Excerpted text:
=== Section Start ===

EDITORIAL: Osaka casino plan runs into pressing problems
Osaka’s plan to develop a casino-centric integrated resort on a man-made island in Osaka Bay has raised concerns among residents that they could end up bearing a heavy financial burden for a project. that favors specific companies. Osaka prefectural and municipal authorities must address these concerns directly.
Four public hearings have been held so far to give people an opportunity to voice their opinions and question officials about the project.
Many who attended the hearings feared the planned resort would fuel gambling addiction and related issues like debt traps and family breakdowns. Asahi Shimbun editorials have repeatedly warned that casino projects carry such risks. Residents have also expressed fears over the start of the massive development project when there is no end in sight to the COVID-19 pandemic.
Another issue raised was a plan to use 79 billion yen ($686 million) of public funds to support the project.
The IR would be located in Yumeshima, an artificial island exposed to the risk of soil liquefaction. A group of Japanese and American companies selected to invest in the resort have asked the Osaka municipal government, which owns the land, to take action to resolve the issue. At the end of last year, the local administration promised to cover all the costs of measures against liquefaction and soil contamination.
There is no precedent for a city to bear the costs of measures to prevent soil liquefaction in reclaimed land. Osaka Mayor Ichiro Matsui and Osaka Prefectural Governor Hirofumi Yoshimura, who are working in tandem with the city to promote the project, have ruled out using public funds for the resort. Naturally, the about-face surprised and angered many citizens.
The mayor maintained that taxpayers’ money will not be used as the costs will come from a special account based on revenues from the landfill project. He also promised that public funds would not be used for IR facilities. These are just lame excuses that make no sense.
During the hearings, many residents criticized the way local authorities responded to their concerns.
The IR Development Act obliges local governments to hold public hearings for any IR project they promote. Only a short period of time elapsed between the announcement of the hearing schedule and the end of the application deadline to attend the demonstrations. Each participant had only five minutes to speak.

=== Section End ===

(Referring expression pointing data)

=== Section Start ===

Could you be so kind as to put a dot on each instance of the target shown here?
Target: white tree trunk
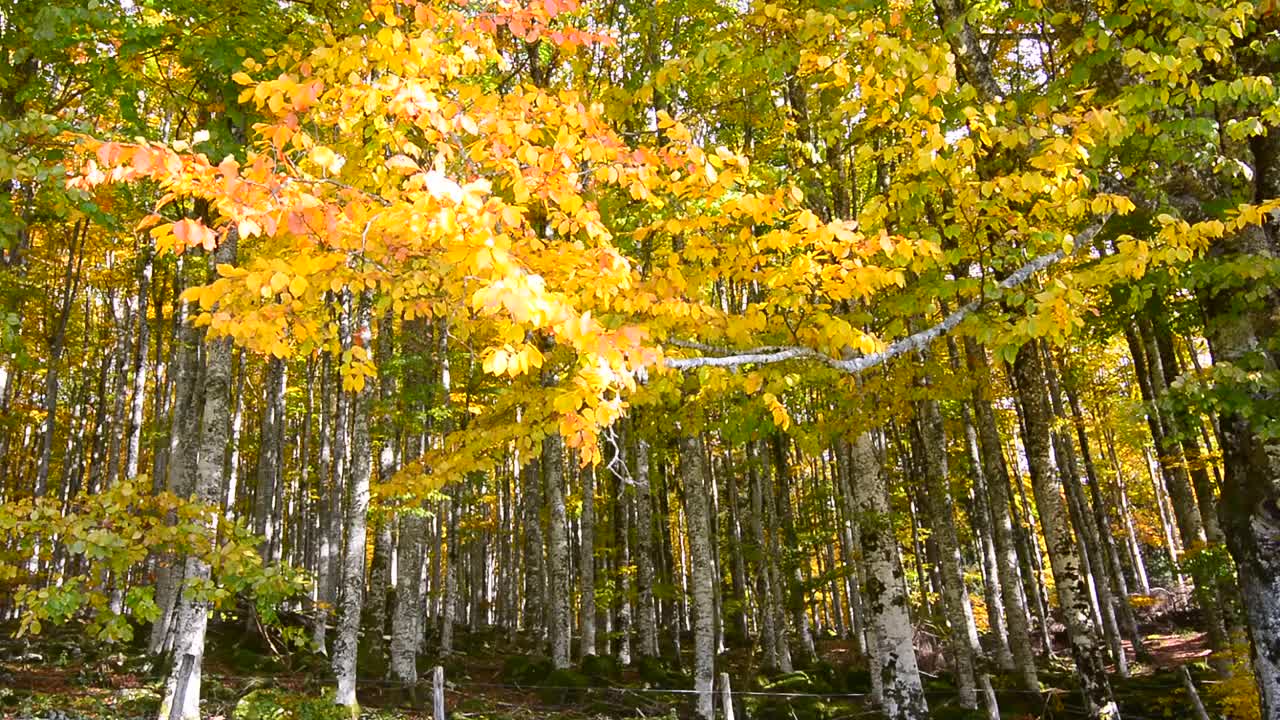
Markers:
(352, 586)
(1073, 592)
(182, 687)
(407, 613)
(586, 565)
(647, 619)
(561, 620)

=== Section End ===

What you need to do:
1 > Decide whether each statement agrees with the editorial on the Osaka casino plan: (a) five public hearings have been held so far; (b) the Osaka municipal government owns the land where the resort would be built; (c) each participant at the hearings had ten minutes to speak. For each, answer yes or no and quote the words from the editorial that decide it.
2 > Carry the editorial on the Osaka casino plan further, starting after its last sentence.
The entries are separate from the editorial on the Osaka casino plan.

Responses by task:
1 >
(a) No: "Four public hearings have been held so far"
(b) Yes: "the Osaka municipal government, which owns the land"
(c) No: "Each participant had only five minutes to speak."

2 >
In a related development, 11 meetings scheduled to explain the project to local residents were canceled after the seventh session due to soaring COVID-19 cases. No possibility was offered to participate online in the hearings and explanation sessions.
Prefectural and municipal authorities have highlighted the economic benefits of the project. They predict an annual revenue of 106 billion yen from casino entry fees and operator payments. They also claim that the complex will generate 1.14 trillion yen in overall economic benefits for the local economy. But these projections are not supported by solid data or estimates.
Two local referenda have been held regarding measures to administratively reorganize the city of Osaka into a metropolis like Tokyo. There are now growing calls for a referendum on the IR project. This would seem to indicate a lack of confidence in the way local governments push their policy initiatives, based on the sloppy way in which they have explained their plans and responded to local concerns.
In Wakayama Prefecture, where authorities are also seeking to hold an IR in Wakayama City, residents collected more than the required number of signatures to demand the mayor pass an ordinance to hold a referendum on the project. But the city assembly rejected the proposal.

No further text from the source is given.